# [What the exercise asks]
Please arrange the rows, starting at the very first line and going on through the line containing "column 466, row 251", as a Markdown table with the columns No. and Line. Give each line its number, and leave out blank lines.

# [Records to use]
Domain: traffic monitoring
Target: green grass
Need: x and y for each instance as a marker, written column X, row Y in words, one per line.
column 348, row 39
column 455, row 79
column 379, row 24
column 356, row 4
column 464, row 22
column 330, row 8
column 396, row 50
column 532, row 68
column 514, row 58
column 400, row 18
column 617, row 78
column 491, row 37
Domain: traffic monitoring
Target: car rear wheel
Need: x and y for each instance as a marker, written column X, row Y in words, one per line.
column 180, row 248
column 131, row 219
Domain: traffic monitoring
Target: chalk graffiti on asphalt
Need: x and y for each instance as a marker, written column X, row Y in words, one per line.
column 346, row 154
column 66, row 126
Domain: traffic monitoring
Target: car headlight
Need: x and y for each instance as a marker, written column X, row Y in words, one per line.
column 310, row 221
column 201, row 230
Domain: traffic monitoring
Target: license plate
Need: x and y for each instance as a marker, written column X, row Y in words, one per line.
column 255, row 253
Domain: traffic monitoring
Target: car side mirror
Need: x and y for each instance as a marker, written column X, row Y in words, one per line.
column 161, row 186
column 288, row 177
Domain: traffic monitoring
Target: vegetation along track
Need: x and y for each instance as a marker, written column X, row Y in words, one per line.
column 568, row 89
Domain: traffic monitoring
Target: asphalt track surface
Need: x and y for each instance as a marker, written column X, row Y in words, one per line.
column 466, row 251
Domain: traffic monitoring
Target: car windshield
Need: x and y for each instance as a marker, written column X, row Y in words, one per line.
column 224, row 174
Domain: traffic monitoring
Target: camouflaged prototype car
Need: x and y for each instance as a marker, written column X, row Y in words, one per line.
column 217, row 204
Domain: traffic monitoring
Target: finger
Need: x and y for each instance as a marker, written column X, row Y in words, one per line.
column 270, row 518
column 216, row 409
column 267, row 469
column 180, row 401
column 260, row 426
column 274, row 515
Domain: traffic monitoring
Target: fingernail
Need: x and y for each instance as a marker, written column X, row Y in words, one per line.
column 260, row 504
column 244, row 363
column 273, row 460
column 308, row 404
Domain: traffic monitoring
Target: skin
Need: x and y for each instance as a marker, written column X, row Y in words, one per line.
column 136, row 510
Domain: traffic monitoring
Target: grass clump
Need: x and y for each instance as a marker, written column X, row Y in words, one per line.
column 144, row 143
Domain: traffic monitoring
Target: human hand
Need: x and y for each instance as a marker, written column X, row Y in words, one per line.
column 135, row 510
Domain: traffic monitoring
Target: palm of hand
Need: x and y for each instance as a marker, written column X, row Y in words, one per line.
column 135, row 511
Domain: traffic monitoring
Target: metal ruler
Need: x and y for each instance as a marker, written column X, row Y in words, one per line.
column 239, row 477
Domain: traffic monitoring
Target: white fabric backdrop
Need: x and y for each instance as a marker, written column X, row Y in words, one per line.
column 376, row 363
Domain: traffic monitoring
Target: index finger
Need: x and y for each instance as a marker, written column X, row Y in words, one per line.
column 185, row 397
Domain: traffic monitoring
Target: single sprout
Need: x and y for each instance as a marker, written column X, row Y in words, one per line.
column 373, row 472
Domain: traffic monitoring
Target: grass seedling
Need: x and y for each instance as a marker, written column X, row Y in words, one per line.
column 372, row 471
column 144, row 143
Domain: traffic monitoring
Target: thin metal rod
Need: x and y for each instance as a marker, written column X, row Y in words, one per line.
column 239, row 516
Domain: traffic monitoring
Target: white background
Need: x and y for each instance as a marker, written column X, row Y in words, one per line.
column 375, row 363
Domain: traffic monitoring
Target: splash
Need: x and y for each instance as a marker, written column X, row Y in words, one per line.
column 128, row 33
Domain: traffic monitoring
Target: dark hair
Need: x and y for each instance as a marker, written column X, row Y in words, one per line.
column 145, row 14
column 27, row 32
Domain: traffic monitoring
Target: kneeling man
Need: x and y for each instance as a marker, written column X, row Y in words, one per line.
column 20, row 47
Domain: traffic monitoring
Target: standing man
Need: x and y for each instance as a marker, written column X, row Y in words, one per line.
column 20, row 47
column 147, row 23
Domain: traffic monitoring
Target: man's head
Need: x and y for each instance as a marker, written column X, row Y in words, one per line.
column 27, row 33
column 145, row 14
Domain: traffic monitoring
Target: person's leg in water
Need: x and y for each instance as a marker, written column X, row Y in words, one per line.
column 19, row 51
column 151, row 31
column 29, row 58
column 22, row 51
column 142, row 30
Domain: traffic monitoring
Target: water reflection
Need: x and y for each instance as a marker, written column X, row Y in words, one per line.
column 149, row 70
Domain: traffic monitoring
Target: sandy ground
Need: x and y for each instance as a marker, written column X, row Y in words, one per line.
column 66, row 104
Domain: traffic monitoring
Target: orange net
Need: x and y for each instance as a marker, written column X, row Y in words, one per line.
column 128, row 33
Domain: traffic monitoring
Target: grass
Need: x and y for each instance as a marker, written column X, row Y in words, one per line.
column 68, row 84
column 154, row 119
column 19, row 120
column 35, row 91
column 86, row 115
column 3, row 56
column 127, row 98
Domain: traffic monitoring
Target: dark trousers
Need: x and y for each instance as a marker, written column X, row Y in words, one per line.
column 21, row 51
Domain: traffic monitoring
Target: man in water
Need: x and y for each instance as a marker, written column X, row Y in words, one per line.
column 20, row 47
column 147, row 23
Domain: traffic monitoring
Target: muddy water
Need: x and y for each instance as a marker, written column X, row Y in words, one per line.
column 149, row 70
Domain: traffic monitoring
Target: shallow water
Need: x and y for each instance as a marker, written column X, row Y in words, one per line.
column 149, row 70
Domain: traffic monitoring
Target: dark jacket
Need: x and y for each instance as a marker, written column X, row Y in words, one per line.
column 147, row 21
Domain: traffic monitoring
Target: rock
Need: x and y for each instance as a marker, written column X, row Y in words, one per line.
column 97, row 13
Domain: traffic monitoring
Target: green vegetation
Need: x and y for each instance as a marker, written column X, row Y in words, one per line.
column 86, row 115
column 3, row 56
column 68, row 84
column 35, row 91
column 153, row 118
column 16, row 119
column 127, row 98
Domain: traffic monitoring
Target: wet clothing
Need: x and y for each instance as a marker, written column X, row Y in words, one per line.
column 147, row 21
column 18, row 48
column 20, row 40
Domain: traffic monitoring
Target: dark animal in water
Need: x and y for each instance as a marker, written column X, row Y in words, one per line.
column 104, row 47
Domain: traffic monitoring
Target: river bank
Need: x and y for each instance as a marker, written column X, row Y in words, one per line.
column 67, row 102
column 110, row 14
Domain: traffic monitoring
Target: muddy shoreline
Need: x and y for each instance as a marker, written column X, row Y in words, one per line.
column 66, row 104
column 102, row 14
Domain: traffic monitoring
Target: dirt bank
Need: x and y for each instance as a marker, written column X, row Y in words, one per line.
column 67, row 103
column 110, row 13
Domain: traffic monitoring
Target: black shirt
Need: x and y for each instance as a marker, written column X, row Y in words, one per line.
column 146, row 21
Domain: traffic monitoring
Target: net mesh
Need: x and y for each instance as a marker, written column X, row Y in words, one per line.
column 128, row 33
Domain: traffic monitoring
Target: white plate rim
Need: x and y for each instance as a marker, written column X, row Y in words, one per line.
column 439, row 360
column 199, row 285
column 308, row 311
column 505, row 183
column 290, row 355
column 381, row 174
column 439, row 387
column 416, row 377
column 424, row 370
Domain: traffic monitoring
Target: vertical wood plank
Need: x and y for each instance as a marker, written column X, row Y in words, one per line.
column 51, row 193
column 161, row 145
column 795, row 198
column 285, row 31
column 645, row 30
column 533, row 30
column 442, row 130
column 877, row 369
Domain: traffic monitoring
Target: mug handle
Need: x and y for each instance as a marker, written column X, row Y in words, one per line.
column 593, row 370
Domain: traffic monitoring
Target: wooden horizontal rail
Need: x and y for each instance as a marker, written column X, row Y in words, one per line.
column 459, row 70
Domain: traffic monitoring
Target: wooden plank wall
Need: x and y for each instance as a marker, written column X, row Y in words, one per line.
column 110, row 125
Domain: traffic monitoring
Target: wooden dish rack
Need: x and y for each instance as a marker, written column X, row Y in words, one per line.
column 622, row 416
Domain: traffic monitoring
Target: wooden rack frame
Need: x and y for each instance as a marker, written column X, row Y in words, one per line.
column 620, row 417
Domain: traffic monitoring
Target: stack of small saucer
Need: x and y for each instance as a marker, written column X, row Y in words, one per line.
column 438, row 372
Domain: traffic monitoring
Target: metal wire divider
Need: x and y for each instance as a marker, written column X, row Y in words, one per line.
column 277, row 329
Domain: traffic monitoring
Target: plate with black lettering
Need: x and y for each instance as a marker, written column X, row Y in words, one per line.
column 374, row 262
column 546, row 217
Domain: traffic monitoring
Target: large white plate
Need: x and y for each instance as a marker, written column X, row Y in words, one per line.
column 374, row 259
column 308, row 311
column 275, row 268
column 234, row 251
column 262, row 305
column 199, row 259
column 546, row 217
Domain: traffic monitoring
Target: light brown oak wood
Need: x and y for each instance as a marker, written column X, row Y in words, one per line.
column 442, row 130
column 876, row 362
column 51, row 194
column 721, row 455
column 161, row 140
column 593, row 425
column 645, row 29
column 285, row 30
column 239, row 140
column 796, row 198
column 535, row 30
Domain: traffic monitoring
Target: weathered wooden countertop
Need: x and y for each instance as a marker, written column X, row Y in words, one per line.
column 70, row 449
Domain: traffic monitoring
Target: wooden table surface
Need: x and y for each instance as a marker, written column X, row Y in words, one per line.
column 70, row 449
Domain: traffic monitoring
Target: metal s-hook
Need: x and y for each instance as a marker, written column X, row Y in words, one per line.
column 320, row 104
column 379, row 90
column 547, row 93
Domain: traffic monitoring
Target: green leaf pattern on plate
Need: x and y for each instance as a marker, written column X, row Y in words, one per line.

# [Correct response]
| No. | Line |
|---|---|
| 1 | Domain: traffic monitoring |
| 2 | Target: green grass |
| 3 | Need: x and y for each instance as a marker, written column X, row Y in words, one per line. |
| 4 | column 348, row 39 |
| 5 | column 455, row 79 |
| 6 | column 379, row 24 |
| 7 | column 356, row 4 |
| 8 | column 464, row 22 |
| 9 | column 330, row 8 |
| 10 | column 396, row 50 |
| 11 | column 532, row 68 |
| 12 | column 514, row 58 |
| 13 | column 400, row 18 |
| 14 | column 617, row 78 |
| 15 | column 491, row 37 |
| 16 | Domain: traffic monitoring |
| 17 | Target: car rear wheel |
| 18 | Need: x and y for each instance as a marker, written column X, row Y in words, one per line. |
| 19 | column 180, row 248 |
| 20 | column 131, row 219 |
| 21 | Domain: traffic monitoring |
| 22 | Target: chalk graffiti on asphalt |
| 23 | Need: x and y for each instance as a marker, written column X, row Y in words, one per line. |
| 24 | column 346, row 154 |
| 25 | column 66, row 126 |
| 26 | Domain: traffic monitoring |
| 27 | Target: car headlight |
| 28 | Need: x and y for each instance as a marker, written column X, row Y in words, one per line. |
| 29 | column 310, row 221 |
| 30 | column 201, row 230 |
| 31 | Domain: traffic monitoring |
| 32 | Target: license plate |
| 33 | Need: x and y for each instance as a marker, written column X, row Y in words, one per line. |
| 34 | column 255, row 253 |
| 35 | Domain: traffic monitoring |
| 36 | Target: car side mirror |
| 37 | Need: x and y for each instance as a marker, written column X, row Y in words, one per line. |
| 38 | column 161, row 186 |
| 39 | column 288, row 177 |
| 40 | Domain: traffic monitoring |
| 41 | Target: vegetation along track |
| 42 | Need: x and y for each instance as a marker, written column X, row Y in words, one per line. |
| 43 | column 568, row 89 |
| 44 | Domain: traffic monitoring |
| 45 | Target: asphalt track surface |
| 46 | Need: x and y for each instance as a marker, written column X, row Y in words, one per line. |
| 47 | column 466, row 251 |